> Text passage
5 delightful books to boost children’s mental health and make you smile

There are lots of books to help children with their mental health and, if you’re a regular reader of this blog, you’ll know that I think they can be pretty great self-help for grown-ups too! Here are five of my favourites to help children cope with feelings of anger, anxiety, depression, grief and low-self-esteem.


To help with anger choose … A Volcano in My Tummy

Tell me about this book in three sentences!

A Volcano in My Tummy has twenty-five lessons, which offer teachers and caregivers creative ways to help children learn about anger. It provides ideas about effective responses to anger in an easy-to-read format. The exercises are designed for children between the ages of six and ten but can be therapeutically useful for adults experiencing anger too.

Give me an example of a lesson?

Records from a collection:
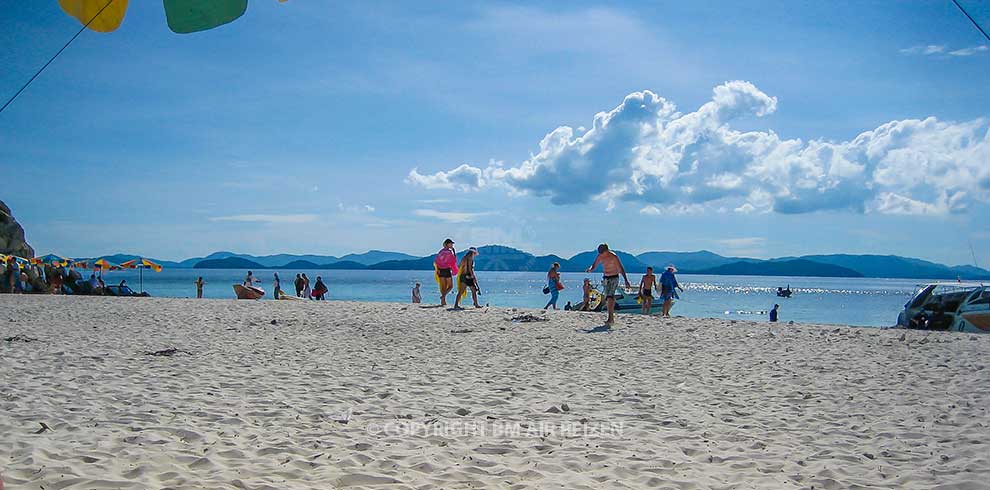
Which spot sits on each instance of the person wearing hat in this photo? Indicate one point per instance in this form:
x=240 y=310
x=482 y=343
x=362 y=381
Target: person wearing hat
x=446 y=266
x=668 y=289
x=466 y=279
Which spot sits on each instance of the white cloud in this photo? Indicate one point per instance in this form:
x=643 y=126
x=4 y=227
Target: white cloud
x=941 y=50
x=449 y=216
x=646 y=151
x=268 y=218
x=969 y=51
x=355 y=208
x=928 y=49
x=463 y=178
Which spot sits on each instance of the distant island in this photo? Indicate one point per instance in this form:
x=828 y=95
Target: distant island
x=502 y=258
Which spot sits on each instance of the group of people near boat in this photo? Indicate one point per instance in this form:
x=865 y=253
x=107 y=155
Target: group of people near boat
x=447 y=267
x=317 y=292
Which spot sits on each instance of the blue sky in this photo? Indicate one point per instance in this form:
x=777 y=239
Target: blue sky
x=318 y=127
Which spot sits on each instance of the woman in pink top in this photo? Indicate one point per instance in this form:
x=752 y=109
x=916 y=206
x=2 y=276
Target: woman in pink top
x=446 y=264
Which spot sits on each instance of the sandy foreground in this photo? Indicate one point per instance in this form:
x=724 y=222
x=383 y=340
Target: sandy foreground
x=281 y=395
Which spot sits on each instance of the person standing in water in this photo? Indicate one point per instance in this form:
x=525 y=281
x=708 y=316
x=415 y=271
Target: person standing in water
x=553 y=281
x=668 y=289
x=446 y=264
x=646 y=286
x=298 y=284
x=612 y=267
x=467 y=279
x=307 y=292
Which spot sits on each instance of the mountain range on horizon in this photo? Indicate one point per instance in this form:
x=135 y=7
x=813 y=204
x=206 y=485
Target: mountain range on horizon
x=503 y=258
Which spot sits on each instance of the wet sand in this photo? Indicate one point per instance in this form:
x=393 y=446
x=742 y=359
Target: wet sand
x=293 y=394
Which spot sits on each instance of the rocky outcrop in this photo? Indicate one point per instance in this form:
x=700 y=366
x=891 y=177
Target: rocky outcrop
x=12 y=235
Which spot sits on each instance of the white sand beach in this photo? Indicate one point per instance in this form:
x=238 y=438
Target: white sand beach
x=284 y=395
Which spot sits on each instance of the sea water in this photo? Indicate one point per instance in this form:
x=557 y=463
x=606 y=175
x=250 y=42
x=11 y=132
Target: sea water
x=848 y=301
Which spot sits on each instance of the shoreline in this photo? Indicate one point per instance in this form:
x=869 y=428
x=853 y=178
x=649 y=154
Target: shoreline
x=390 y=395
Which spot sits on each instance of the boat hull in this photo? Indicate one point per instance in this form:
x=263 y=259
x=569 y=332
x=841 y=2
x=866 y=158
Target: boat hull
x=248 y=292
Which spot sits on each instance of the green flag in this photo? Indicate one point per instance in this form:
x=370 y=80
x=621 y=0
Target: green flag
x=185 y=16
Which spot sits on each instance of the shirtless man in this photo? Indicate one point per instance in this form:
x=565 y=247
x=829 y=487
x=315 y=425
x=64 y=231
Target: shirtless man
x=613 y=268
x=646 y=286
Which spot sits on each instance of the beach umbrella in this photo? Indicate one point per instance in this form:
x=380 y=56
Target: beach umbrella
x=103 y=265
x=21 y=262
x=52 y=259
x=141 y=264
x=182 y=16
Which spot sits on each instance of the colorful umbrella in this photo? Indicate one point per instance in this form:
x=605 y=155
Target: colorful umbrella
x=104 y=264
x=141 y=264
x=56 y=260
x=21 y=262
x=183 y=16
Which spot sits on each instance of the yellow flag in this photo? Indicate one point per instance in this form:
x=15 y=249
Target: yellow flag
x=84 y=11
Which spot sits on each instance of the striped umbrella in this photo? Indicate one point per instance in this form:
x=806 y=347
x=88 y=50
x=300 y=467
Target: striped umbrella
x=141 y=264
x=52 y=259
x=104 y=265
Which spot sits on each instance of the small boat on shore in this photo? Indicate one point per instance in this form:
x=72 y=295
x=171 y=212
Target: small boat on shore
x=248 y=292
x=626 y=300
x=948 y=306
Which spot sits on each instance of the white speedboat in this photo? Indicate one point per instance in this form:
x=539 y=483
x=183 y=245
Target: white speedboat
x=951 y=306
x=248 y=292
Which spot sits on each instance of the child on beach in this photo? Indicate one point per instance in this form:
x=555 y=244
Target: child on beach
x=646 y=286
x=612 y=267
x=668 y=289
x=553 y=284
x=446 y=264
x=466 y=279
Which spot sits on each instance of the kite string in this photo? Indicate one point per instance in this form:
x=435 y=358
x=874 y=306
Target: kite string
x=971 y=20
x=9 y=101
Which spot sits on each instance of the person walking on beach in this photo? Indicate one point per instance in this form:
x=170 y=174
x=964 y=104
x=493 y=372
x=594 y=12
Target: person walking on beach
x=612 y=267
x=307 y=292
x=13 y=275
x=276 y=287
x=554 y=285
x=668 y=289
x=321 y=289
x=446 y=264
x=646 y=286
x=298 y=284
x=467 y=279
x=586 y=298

> Actions to take
A. Answer these questions from the post on books for children's mental health, one answer per line:
(i) Which five feelings are the recommended books meant to help children cope with?
(ii) How many lessons does A Volcano in My Tummy contain?
(iii) For what age range are its exercises designed?
B. Extend the post on books for children's mental health, starting right after its final line, "Give me an example of a lesson?"

> Replies
A.
(i) Anger, anxiety, depression, grief and low self-esteem.
(ii) Twenty-five.
(iii) Children between the ages of six and ten.

B.
Lesson two looks at the impact of bottling up anger and looks at the difference between feeling angry and the behaviours that might follow. Teachers are encouraged to find a bottle with a cork so that children can write their angry feelings on a piece of paper and then discuss how it might feel to have the anger bottled up. There is a worksheet with a drawing of a bottle where people can write all the things that they might be bottling up. Finally, children think about other ways they might handle their anger.

To help with anxiety choose … The Huge Bag Of Worries

Tell me about this book in three sentences!

Jenny is being followed by a huge bag of worries. She does everything to stop them following her around but the bag keeps on growing! Beautifully-illustrated, this book explores how the worries make Jenny feel and what she can do to ease their burden.

Why do you love this book so much?

The worries in this book are represented by little monsters. They’re obviously very worrying but I’ve never seen anything quite so cute and their facial expressions are priceless! I like to think I do a great impression of them.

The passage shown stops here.